(Saved data entries)
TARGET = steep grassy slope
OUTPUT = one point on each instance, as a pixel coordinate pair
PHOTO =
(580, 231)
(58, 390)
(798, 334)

Instructions to follow:
Make an exact copy of the data above.

Reply:
TARGET = steep grassy slope
OUTPUT = one point on each instance, as a pixel coordinate pair
PHOTO =
(580, 231)
(58, 390)
(798, 334)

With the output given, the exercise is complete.